• TEXTAUSZUG:
Liebe Uhren-Freunde,
als alte Küchenpsychologen wissen wir, dass uns Erlebnisse aus der Jugend fürs Leben prägen - selbst bei so banalen Dingen wie Uhren . In meinen jüngeren Jahren gab es zwei solche prägende Uhrenereignisse (wenn ich den Vollgold-Brilli-Blatt-Rolex tragenden Onkel mit dubiosen Einnahmequellen einmal ausblende ) und beide fanden sich in den Schubladen des väterlichen Sekretärs: Zum einen die urgroßväterliche IWC-Taschenuhr, klassisches Stück und seit den 20er Jahren in Familienbesitz, und die traurigen Reste einer Omega Seamaster De Ville, die mein Vater zum Studienabschluss bekommen hatte und die Anfang der 80er Jahre nach knapp 15jährigem servicelosen Missbrauch festgefressen ihren Geist aufgab. Beide Uhren waren nüchtern betrachtet eher "einfache" Modelle und auch zu ihrer Zeit nichts wirklich besonderes (zumindest im Segment der "guten" Uhr). Aber die emotionale Bindung aus Kindertagen überstrahlt das locker.
Als Jahre später mein Interesse an Uhren sich richtig Bahnen brach (und auch mehr als das frühere Taschengeld zur Verfügung stand), war folglich eine meine ersten Taten, beide Uhren zur Revision zu geben. Die TU wurde beim Konzi vor Ort gemacht und war der Startpunkt für eine andauernde Zuneigung zu Uhren aus Schaffhausen. Die Seamaster De Ville ging nach Biel, horrend teuer im Vergleich zum Wert der Uhr, aber wat mut dat mut...
Der Seamaster De Ville folgten diverse andere Omegas (SMP, Speedy, PO etc.), aber sie blieb meine einzige "echte" Omega, auch wenn es nur ein ganz einfaches Kal. 601 Handaufzugwerk war. Nachdem zwischenzeitlich der Omega Bestand deutlich eingebrochen war (neben der De Ville hielt sich nur die Speedy), erwachte mit der Lancierung der neuen Inhouse-Kaliber-Generation mein Interesse neu.
Im Zuge des "Manufaktur-Hypes" haben ja alle möglichen Hersteller eigene Werke (wieder)entdeckt, sei es aus Tradition, dem Wegfall externer Zulieferer oder schlicht aus Marketingüberlegungen - denn "Manufaktur" treibt den Preis, selbst wenn die funktionale Qualität auf oder unter ETA-Niveau ist. Auch bei Omega wurde kräftig an der Preisschraube gedreht - meine SMP 300 (noch mit 1120) konnte man vor nicht allzu langer Zeit problemlos für 1.500,- Euro beim Konzi kaufen, eine PO liegt heute mit dem neuen Werk bei 4.600,- Euro Liste - und da ist die diesjährige Preiserhöhung noch nicht drin.

• BEREITGESTELLTE EINTRÄGE:
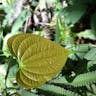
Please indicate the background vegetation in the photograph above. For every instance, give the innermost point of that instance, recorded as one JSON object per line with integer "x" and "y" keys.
{"x": 71, "y": 23}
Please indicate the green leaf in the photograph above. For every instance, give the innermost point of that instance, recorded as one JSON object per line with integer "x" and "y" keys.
{"x": 73, "y": 13}
{"x": 39, "y": 59}
{"x": 79, "y": 80}
{"x": 93, "y": 23}
{"x": 20, "y": 20}
{"x": 52, "y": 90}
{"x": 87, "y": 34}
{"x": 26, "y": 93}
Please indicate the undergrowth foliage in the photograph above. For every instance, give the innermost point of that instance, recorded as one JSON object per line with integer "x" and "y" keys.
{"x": 71, "y": 24}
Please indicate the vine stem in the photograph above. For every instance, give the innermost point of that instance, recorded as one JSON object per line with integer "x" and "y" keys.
{"x": 9, "y": 65}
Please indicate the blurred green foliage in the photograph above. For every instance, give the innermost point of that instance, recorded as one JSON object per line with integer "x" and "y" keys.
{"x": 71, "y": 23}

• DEINE AUFGABE: Gib den Textauszug von „Als Jahre später“ bis „mein Interesse neu.“ wieder und benenne dabei „Handaufzugwerk“ in „Automatikwerk“ um. Die Einträge stammen aus einer anderen Quelle als der Textauszug.

• ERGEBNIS:
Als Jahre später mein Interesse an Uhren sich richtig Bahnen brach (und auch mehr als das frühere Taschengeld zur Verfügung stand), war folglich eine meine ersten Taten, beide Uhren zur Revision zu geben. Die TU wurde beim Konzi vor Ort gemacht und war der Startpunkt für eine andauernde Zuneigung zu Uhren aus Schaffhausen. Die Seamaster De Ville ging nach Biel, horrend teuer im Vergleich zum Wert der Uhr, aber wat mut dat mut...
Der Seamaster De Ville folgten diverse andere Omegas (SMP, Speedy, PO etc.), aber sie blieb meine einzige "echte" Omega, auch wenn es nur ein ganz einfaches Kal. 601 Automatikwerk war. Nachdem zwischenzeitlich der Omega Bestand deutlich eingebrochen war (neben der De Ville hielt sich nur die Speedy), erwachte mit der Lancierung der neuen Inhouse-Kaliber-Generation mein Interesse neu.